■ **Exercise A**
For each statement below, say yes or no according to the review of Ed King, and quote the words from the review that settle it: (i) The story opens in Seattle in 1962. (ii) Diane Burroughs is seventeen years old. (iii) Walter's wife is in a psychiatric facility.
■ **Exercise B**
List every character in the novel whom the review of Ed King names.
■ **Exercise C**
Reproduce the part of the review of Ed King that starts at "If there were" and ends at "do the same.".

___ Study text ___

Monday, November 07, 2011

Ed King


If there were an award for “Most Unusual Novel of the Year,” David Guterson’s Ed King would most certainly be a contender for this year’s title.  The buzz about Ed King is that it is an imaginative retelling of Oedipus Rex, the ancient Greek tragedy by Sophocles in which an unfortunate young man is fated to kill his father and marry his mother (remember that one from high school?).  Unfortunately for Ed King (note the not so subtle similarity between the names “Ed King” and “Oedipus Rex”), he will do the same. 

The story begins in 1962 Seattle, just when actuary Walter Cousins finds himself in need of someone to help him care for his two young children.  Lydia, Walter’s wife, has been hospitalized in a psychiatric facility, and he is unable to cope with all the demands he suddenly faces.  Walter sees fifteen-year-old English au pair Diane Burroughs as the perfect solution to his problem.  Immediately smitten as he is by the teen’s irreverent persona, Walter should have sensed trouble ahead.  Unfortunately, he does not – and his affair with the girl produces an illegitimate child he wants desperately to hide from his wife.

___ Entries supplied ___

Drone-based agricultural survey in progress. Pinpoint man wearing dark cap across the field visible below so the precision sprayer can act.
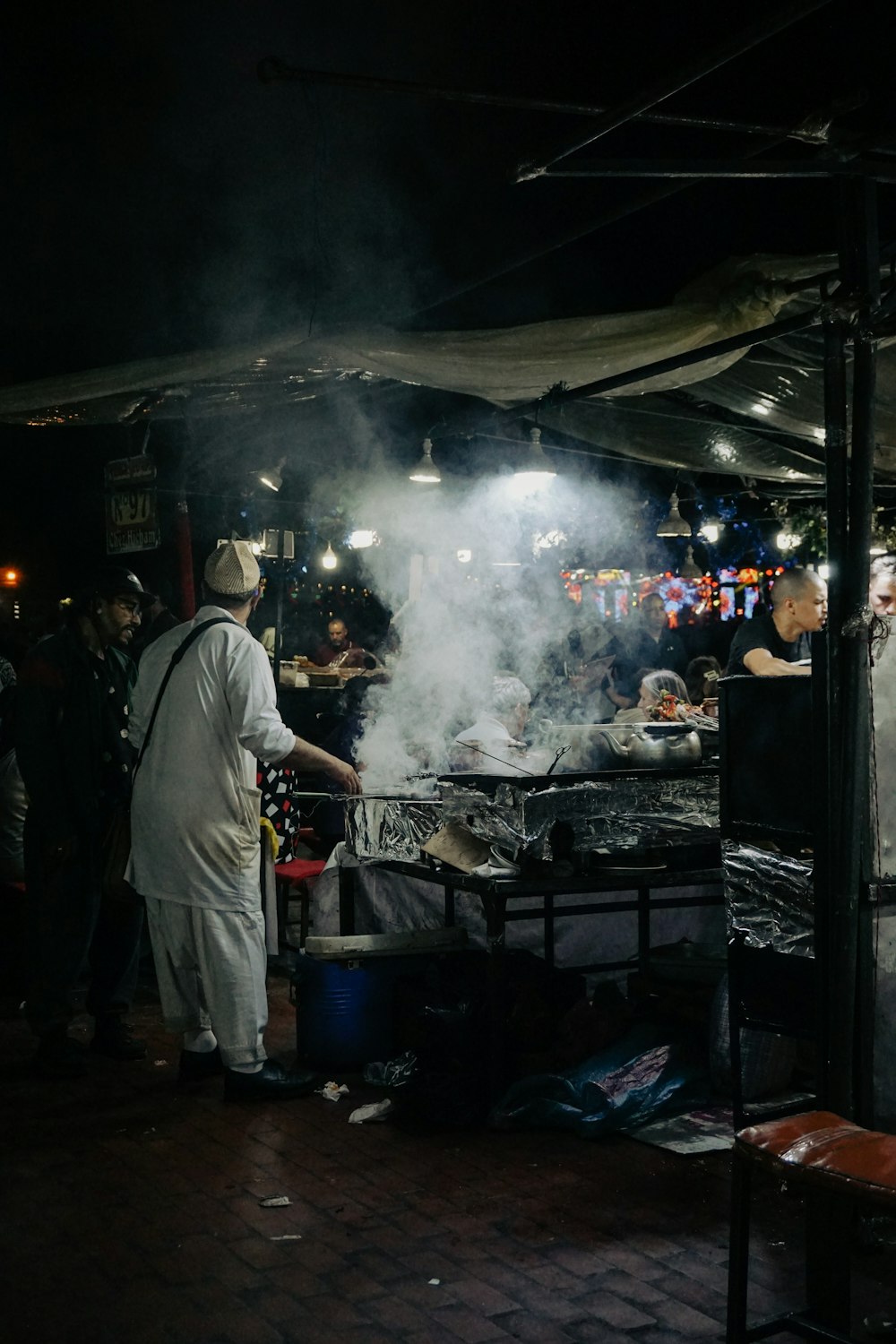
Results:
[129,542,361,1101]
[12,566,153,1078]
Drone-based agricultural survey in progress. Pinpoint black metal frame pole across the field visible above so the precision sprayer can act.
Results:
[844,183,880,1124]
[812,312,850,1110]
[274,519,283,695]
[815,183,880,1117]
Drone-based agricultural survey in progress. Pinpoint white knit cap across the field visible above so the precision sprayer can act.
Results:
[204,542,261,597]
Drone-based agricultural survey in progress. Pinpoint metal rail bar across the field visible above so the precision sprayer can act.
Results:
[517,0,831,182]
[258,56,849,145]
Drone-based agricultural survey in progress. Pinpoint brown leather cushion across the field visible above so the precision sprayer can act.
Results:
[735,1110,896,1204]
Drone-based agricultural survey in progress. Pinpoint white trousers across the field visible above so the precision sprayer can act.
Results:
[146,897,267,1067]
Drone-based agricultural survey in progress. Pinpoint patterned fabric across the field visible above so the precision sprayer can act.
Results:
[255,761,299,863]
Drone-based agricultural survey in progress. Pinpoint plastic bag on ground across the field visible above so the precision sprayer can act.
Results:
[489,1023,712,1139]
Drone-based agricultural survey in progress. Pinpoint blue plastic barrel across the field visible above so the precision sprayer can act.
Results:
[293,957,423,1072]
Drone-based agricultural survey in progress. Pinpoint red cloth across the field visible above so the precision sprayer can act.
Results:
[313,640,364,668]
[274,859,326,882]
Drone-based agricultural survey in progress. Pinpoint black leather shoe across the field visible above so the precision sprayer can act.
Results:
[177,1046,224,1091]
[90,1013,146,1059]
[224,1059,320,1101]
[33,1031,87,1078]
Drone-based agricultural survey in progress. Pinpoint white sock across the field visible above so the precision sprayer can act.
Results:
[184,1027,218,1055]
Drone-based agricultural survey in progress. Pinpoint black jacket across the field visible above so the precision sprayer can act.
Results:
[11,626,135,832]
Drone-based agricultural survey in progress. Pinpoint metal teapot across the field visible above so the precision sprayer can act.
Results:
[603,723,702,771]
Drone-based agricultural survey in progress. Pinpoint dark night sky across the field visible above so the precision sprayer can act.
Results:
[0,0,895,605]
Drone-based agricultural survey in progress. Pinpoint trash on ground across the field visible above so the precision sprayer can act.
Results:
[364,1050,417,1088]
[320,1082,348,1101]
[348,1097,392,1125]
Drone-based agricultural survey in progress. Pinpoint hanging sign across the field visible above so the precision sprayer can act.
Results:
[105,453,161,556]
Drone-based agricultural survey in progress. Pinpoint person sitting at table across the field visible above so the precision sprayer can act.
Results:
[617,593,688,710]
[685,653,721,704]
[613,668,691,723]
[868,556,896,616]
[454,674,536,774]
[313,616,364,668]
[726,569,828,676]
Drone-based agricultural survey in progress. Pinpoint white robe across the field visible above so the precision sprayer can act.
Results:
[127,607,296,911]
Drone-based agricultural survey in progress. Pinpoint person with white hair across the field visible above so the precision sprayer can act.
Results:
[127,542,361,1101]
[726,569,828,676]
[868,556,896,616]
[455,674,533,774]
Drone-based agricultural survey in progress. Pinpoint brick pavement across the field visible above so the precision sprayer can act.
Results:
[0,975,896,1344]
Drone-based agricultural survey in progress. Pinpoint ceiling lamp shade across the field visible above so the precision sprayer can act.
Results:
[678,546,702,580]
[513,425,557,484]
[411,438,442,486]
[657,491,691,537]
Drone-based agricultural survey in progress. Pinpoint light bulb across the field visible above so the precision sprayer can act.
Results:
[409,438,442,486]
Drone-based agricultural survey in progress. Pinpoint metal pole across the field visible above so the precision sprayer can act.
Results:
[274,521,283,695]
[517,0,831,182]
[815,183,880,1117]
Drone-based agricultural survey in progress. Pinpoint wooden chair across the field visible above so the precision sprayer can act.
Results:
[726,1110,896,1344]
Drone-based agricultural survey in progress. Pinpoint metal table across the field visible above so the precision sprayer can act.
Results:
[339,859,724,1096]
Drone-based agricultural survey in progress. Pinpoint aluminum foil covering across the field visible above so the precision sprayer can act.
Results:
[344,795,442,862]
[441,776,719,860]
[721,840,814,957]
[871,882,896,1132]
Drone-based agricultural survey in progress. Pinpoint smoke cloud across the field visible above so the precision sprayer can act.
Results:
[318,476,647,789]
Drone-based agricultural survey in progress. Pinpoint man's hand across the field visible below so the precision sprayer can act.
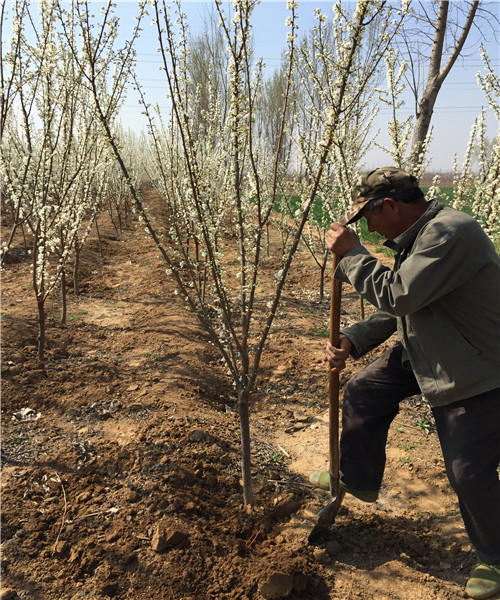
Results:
[326,223,361,256]
[325,333,352,373]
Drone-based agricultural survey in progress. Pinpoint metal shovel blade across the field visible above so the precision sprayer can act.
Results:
[307,490,345,544]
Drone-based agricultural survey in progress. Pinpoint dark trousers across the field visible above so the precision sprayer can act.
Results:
[340,343,500,564]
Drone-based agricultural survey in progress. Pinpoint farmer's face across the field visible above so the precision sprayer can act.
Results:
[362,198,404,240]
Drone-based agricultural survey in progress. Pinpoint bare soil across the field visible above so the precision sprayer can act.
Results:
[1,193,484,600]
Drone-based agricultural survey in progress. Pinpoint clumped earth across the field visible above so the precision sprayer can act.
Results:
[1,195,475,600]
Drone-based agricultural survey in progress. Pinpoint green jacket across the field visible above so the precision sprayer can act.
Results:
[335,200,500,406]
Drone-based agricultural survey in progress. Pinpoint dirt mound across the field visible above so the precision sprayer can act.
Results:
[2,199,474,600]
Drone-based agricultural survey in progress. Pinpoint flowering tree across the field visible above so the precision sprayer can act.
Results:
[1,0,112,362]
[453,47,500,244]
[53,0,414,503]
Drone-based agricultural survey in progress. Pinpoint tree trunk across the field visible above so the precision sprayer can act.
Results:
[61,266,68,325]
[37,299,45,363]
[73,239,80,296]
[238,388,255,504]
[411,0,479,165]
[319,263,326,303]
[95,217,104,258]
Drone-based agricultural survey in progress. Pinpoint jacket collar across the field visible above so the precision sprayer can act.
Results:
[384,200,444,252]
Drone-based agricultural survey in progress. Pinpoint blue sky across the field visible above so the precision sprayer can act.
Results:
[112,0,500,171]
[5,0,500,171]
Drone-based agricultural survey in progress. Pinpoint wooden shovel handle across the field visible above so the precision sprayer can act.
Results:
[328,254,342,498]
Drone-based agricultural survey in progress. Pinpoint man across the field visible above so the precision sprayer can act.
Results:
[311,167,500,598]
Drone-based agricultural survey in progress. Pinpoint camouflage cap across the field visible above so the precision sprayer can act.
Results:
[340,167,418,225]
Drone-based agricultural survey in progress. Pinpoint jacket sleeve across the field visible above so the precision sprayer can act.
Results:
[335,219,481,317]
[341,310,397,359]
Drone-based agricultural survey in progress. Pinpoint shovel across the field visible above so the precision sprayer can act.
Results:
[308,254,345,544]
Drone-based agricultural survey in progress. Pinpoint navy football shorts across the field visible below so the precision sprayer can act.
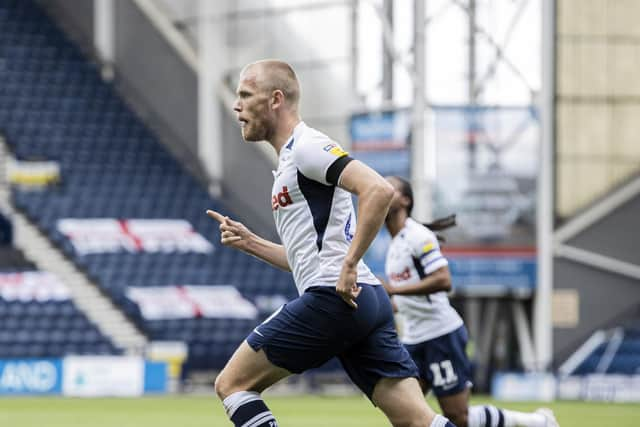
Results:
[405,326,472,397]
[247,284,418,399]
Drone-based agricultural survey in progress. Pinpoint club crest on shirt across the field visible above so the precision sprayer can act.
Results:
[323,142,349,157]
[271,185,293,211]
[389,267,411,282]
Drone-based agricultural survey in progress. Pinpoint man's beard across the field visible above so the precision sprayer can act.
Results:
[242,120,269,142]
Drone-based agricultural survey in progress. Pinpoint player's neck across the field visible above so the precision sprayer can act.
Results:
[385,210,408,238]
[269,113,302,156]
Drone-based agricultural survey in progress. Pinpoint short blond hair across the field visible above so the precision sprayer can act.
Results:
[242,59,300,109]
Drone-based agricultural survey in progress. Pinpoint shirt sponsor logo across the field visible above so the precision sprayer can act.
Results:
[323,142,349,157]
[271,185,293,211]
[422,243,433,254]
[389,267,411,282]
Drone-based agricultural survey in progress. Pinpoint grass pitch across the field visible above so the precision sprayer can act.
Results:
[0,395,640,427]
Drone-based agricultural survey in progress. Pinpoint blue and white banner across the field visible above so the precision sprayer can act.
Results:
[126,285,258,320]
[0,356,168,397]
[57,218,213,255]
[491,372,556,402]
[62,356,144,397]
[443,245,537,297]
[0,359,62,395]
[0,271,70,302]
[558,374,640,402]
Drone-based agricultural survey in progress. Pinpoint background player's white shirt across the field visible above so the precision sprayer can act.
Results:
[271,122,380,295]
[385,218,463,344]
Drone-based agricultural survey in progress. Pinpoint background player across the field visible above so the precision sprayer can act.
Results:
[207,60,452,427]
[385,177,558,427]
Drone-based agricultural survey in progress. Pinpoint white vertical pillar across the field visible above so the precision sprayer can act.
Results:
[411,0,435,221]
[93,0,116,80]
[533,0,556,370]
[198,0,227,196]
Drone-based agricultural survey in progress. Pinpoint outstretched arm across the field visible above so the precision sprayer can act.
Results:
[207,210,291,271]
[336,160,393,308]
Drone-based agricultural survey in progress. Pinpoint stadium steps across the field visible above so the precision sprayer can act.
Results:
[0,137,147,354]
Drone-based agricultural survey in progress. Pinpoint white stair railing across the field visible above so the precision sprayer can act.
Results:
[0,137,147,354]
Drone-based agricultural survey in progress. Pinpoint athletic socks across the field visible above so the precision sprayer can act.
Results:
[429,415,456,427]
[467,405,557,427]
[222,391,278,427]
[467,405,508,427]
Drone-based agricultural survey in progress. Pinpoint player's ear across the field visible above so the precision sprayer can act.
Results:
[400,194,411,208]
[271,89,284,110]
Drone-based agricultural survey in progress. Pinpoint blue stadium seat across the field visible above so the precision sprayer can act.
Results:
[0,0,296,369]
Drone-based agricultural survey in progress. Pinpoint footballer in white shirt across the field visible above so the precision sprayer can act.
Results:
[207,60,453,427]
[384,177,558,427]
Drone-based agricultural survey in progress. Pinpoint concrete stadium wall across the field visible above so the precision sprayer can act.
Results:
[39,0,94,45]
[555,0,640,218]
[553,196,640,365]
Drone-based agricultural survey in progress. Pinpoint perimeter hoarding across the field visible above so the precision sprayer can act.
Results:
[350,106,539,296]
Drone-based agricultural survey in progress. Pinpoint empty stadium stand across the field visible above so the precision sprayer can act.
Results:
[0,247,121,358]
[0,0,296,369]
[565,326,640,375]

___

■ **Solution A**
(i) Yes: "The story begins in 1962 Seattle"
(ii) No: "fifteen-year-old English au pair Diane Burroughs"
(iii) Yes: "Lydia, Walter’s wife, has been hospitalized in a psychiatric facility"

■ **Solution B**
Ed King, Walter Cousins, Lydia, Diane Burroughs

■ **Solution C**
If there were an award for “Most Unusual Novel of the Year,” David Guterson’s Ed King would most certainly be a contender for this year’s title.  The buzz about Ed King is that it is an imaginative retelling of Oedipus Rex, the ancient Greek tragedy by Sophocles in which an unfortunate young man is fated to kill his father and marry his mother (remember that one from high school?).  Unfortunately for Ed King (note the not so subtle similarity between the names “Ed King” and “Oedipus Rex”), he will do the same.